To do: Can you copy out the entries below between the lines holding "Would you mind pointing out the dew" and "Would you mind pointing out the plant", inclusive, changing "photo" to "image" and leaving everything else unchanged?

Provided entries:
** BEGIN **

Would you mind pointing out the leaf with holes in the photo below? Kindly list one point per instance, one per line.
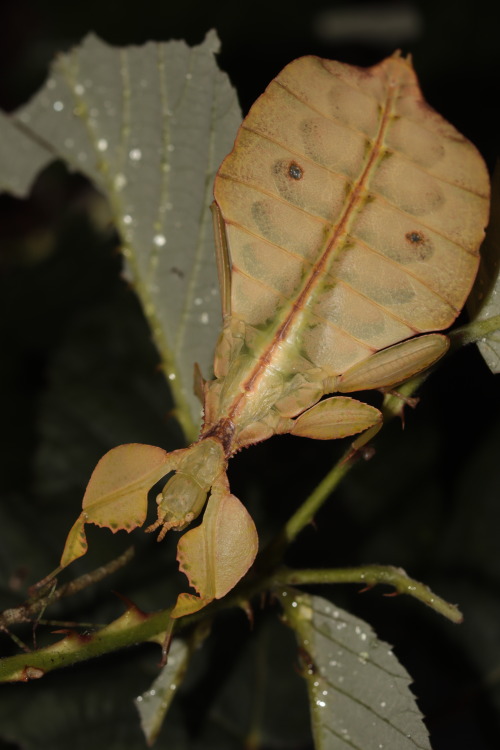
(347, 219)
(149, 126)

** END **
** BEGIN **

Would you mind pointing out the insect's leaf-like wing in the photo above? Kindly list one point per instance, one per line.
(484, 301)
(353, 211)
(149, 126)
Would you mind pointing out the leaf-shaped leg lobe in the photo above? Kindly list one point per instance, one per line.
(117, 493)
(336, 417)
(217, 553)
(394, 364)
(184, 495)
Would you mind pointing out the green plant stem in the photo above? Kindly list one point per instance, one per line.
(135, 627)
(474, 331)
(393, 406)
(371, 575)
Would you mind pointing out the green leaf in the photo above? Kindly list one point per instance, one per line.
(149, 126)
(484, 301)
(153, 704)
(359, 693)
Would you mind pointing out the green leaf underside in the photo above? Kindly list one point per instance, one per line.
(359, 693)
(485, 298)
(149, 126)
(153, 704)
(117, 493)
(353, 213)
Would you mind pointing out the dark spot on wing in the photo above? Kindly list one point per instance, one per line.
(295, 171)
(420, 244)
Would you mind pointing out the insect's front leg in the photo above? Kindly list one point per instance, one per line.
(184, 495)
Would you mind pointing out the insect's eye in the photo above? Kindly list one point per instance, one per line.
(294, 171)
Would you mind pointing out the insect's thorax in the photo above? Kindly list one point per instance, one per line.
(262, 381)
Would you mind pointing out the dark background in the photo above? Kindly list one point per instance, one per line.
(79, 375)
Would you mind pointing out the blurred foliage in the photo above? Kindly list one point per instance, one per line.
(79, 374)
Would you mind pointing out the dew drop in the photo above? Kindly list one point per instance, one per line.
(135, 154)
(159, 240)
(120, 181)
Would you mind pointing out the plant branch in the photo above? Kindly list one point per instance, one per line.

** END **

Solution for this task:
Would you mind pointing out the dew drop in the image above? Kindly list one point per instance, one per line.
(135, 154)
(159, 240)
(120, 181)
Would you mind pointing out the plant branch in the image above? Kindly list one point per instance, one per line.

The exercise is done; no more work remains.